**TASK TO COMPLETE**
Return each entry exactly, omitting nothing.

**SOURCE RECORDS**
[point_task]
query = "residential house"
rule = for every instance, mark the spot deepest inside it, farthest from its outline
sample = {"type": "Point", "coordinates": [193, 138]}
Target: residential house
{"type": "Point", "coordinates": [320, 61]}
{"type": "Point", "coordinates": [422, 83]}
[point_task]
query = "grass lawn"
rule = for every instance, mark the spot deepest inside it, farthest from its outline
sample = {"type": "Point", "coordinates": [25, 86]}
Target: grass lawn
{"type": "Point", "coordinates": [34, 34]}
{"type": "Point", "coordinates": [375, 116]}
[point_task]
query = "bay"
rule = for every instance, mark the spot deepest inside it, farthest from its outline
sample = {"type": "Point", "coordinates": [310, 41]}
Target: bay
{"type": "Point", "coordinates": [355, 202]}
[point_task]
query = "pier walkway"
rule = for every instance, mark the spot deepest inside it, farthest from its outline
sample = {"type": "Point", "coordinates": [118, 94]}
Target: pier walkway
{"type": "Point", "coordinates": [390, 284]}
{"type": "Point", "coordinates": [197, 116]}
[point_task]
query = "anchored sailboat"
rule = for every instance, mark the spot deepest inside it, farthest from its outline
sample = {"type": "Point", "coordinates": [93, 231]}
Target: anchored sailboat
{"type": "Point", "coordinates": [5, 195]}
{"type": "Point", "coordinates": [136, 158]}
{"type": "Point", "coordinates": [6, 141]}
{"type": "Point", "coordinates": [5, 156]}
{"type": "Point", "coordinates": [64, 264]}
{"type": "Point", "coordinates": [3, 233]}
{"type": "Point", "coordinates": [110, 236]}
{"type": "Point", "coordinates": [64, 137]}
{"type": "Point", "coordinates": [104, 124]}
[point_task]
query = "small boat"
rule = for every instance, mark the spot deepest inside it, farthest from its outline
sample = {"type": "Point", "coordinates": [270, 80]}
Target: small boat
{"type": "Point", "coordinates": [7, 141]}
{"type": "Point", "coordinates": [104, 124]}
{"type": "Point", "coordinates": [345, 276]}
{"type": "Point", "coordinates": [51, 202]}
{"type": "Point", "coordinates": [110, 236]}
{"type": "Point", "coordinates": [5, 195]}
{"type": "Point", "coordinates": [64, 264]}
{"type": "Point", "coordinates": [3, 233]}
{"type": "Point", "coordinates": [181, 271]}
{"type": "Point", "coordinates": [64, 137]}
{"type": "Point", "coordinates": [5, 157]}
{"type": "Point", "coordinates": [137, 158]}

**WRITTEN RESPONSE**
[point_task]
query = "residential house"
rule = for every instance, mark the spot deepest inside it, farthest from its outline
sample = {"type": "Point", "coordinates": [193, 138]}
Target: residential house
{"type": "Point", "coordinates": [320, 61]}
{"type": "Point", "coordinates": [422, 83]}
[point_task]
query = "grass lawn"
rule = for every instance, mark the spot deepest inside it, farthest from its outline
sample = {"type": "Point", "coordinates": [25, 86]}
Target: grass lawn
{"type": "Point", "coordinates": [34, 34]}
{"type": "Point", "coordinates": [375, 116]}
[point_task]
query = "bay"
rule = for every instance, mark the spot deepest inside it, farthest from its outline
sample = {"type": "Point", "coordinates": [310, 41]}
Target: bay
{"type": "Point", "coordinates": [355, 202]}
[point_task]
query = "pier walkway"
rule = for every instance, mark the spot deepest inside it, farthest from its outline
sample = {"type": "Point", "coordinates": [118, 94]}
Target: pier walkway
{"type": "Point", "coordinates": [390, 284]}
{"type": "Point", "coordinates": [197, 116]}
[point_task]
query = "anchored sailboat"
rule = for every instance, mark the spot deepest inside it, farthest from its outline
sample = {"type": "Point", "coordinates": [93, 231]}
Target: anchored sailboat
{"type": "Point", "coordinates": [5, 195]}
{"type": "Point", "coordinates": [136, 158]}
{"type": "Point", "coordinates": [6, 141]}
{"type": "Point", "coordinates": [5, 156]}
{"type": "Point", "coordinates": [64, 264]}
{"type": "Point", "coordinates": [3, 233]}
{"type": "Point", "coordinates": [110, 236]}
{"type": "Point", "coordinates": [64, 137]}
{"type": "Point", "coordinates": [104, 124]}
[point_task]
query = "small boat"
rule = for every instance, mark the spot deepest inside it, farthest from its outline
sample = {"type": "Point", "coordinates": [270, 80]}
Target: small boat
{"type": "Point", "coordinates": [7, 141]}
{"type": "Point", "coordinates": [104, 124]}
{"type": "Point", "coordinates": [345, 276]}
{"type": "Point", "coordinates": [51, 202]}
{"type": "Point", "coordinates": [110, 236]}
{"type": "Point", "coordinates": [5, 195]}
{"type": "Point", "coordinates": [64, 264]}
{"type": "Point", "coordinates": [3, 233]}
{"type": "Point", "coordinates": [181, 271]}
{"type": "Point", "coordinates": [64, 137]}
{"type": "Point", "coordinates": [5, 157]}
{"type": "Point", "coordinates": [137, 158]}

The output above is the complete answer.